#### [Work instructions]
Every line in the records below that holds the word "illuminated" is to be copied.

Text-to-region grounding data
------
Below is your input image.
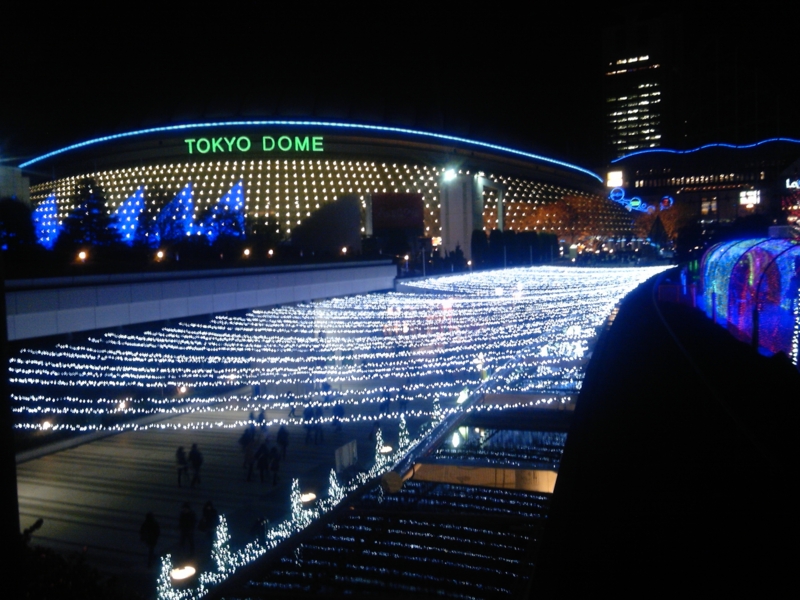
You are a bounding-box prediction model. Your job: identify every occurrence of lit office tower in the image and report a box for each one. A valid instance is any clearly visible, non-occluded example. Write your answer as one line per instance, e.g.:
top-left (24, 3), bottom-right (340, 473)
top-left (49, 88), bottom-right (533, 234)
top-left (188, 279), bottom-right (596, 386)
top-left (602, 14), bottom-right (677, 162)
top-left (605, 54), bottom-right (662, 159)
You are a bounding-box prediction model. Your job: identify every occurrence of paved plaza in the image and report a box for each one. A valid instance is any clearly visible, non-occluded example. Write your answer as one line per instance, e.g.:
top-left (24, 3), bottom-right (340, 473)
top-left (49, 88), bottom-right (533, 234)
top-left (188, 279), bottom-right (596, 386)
top-left (17, 403), bottom-right (412, 597)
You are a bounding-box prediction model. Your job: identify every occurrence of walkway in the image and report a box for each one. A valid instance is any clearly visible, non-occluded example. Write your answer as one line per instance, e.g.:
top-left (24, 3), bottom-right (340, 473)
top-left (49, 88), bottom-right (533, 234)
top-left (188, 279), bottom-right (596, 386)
top-left (17, 405), bottom-right (399, 598)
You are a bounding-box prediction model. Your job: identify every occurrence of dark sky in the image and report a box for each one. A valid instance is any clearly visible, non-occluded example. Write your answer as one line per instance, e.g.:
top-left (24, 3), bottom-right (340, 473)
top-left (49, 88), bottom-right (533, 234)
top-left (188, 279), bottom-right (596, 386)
top-left (4, 8), bottom-right (798, 171)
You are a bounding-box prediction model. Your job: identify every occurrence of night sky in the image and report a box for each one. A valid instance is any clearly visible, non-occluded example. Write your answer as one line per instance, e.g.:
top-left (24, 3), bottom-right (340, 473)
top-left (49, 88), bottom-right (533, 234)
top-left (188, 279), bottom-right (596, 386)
top-left (4, 8), bottom-right (798, 172)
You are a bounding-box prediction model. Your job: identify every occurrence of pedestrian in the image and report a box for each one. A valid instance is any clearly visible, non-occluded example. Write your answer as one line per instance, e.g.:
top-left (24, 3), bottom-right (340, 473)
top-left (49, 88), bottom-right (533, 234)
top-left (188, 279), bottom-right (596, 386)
top-left (188, 443), bottom-right (203, 488)
top-left (198, 501), bottom-right (219, 538)
top-left (303, 405), bottom-right (314, 444)
top-left (238, 424), bottom-right (254, 452)
top-left (270, 447), bottom-right (281, 485)
top-left (314, 405), bottom-right (324, 444)
top-left (255, 441), bottom-right (270, 483)
top-left (176, 446), bottom-right (189, 487)
top-left (140, 512), bottom-right (160, 568)
top-left (178, 503), bottom-right (196, 556)
top-left (277, 425), bottom-right (289, 459)
top-left (332, 404), bottom-right (344, 432)
top-left (379, 393), bottom-right (391, 415)
top-left (244, 438), bottom-right (257, 481)
top-left (287, 392), bottom-right (296, 418)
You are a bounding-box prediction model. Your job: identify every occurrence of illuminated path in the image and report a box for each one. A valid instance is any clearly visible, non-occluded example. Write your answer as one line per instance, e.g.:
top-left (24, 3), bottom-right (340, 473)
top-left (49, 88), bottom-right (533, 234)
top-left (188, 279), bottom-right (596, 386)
top-left (13, 266), bottom-right (667, 598)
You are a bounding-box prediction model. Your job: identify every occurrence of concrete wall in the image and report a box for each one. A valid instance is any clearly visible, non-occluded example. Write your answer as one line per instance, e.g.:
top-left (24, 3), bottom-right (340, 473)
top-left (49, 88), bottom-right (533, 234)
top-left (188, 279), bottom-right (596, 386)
top-left (5, 261), bottom-right (396, 341)
top-left (0, 166), bottom-right (30, 204)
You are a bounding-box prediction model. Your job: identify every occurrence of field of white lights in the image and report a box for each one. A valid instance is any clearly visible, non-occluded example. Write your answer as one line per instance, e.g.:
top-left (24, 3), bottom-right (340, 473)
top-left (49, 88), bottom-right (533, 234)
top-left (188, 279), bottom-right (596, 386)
top-left (12, 265), bottom-right (668, 599)
top-left (11, 265), bottom-right (667, 435)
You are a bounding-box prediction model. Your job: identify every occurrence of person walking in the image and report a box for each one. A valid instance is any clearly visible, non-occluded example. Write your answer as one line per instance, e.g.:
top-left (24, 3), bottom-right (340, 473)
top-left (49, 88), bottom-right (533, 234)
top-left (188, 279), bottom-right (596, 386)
top-left (255, 441), bottom-right (270, 483)
top-left (313, 405), bottom-right (324, 444)
top-left (269, 447), bottom-right (281, 485)
top-left (303, 405), bottom-right (314, 444)
top-left (176, 447), bottom-right (189, 487)
top-left (198, 501), bottom-right (219, 539)
top-left (277, 425), bottom-right (289, 459)
top-left (332, 404), bottom-right (344, 432)
top-left (178, 503), bottom-right (196, 556)
top-left (140, 512), bottom-right (160, 568)
top-left (244, 438), bottom-right (258, 482)
top-left (188, 443), bottom-right (203, 488)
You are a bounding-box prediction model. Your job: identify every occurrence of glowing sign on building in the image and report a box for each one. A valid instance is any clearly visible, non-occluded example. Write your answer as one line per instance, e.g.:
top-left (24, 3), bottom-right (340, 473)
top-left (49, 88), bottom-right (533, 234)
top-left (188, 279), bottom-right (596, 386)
top-left (739, 190), bottom-right (761, 206)
top-left (606, 170), bottom-right (623, 188)
top-left (184, 135), bottom-right (324, 155)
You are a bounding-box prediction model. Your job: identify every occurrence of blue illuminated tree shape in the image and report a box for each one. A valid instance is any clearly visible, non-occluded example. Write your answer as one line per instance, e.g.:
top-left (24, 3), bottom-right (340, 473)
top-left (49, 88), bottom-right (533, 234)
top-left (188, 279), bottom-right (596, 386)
top-left (32, 193), bottom-right (61, 249)
top-left (110, 186), bottom-right (145, 245)
top-left (157, 182), bottom-right (195, 242)
top-left (58, 179), bottom-right (120, 247)
top-left (203, 180), bottom-right (246, 244)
------
#### [Result of the task]
You are a bounding-box prediction model. Your job: identify every occurrence of illuminated path in the image and report a box for each one. A valid instance is any clearly visible, non-occluded example. Write your answer as one line per instance, e.g.:
You are a bounding-box prediction model. Your job: identify every occurrence of blue illuminated tree shape in the image and report a box for each one. A valid instance is any clearly visible, non-occluded example. Write your answer as one line per instance, e.g.:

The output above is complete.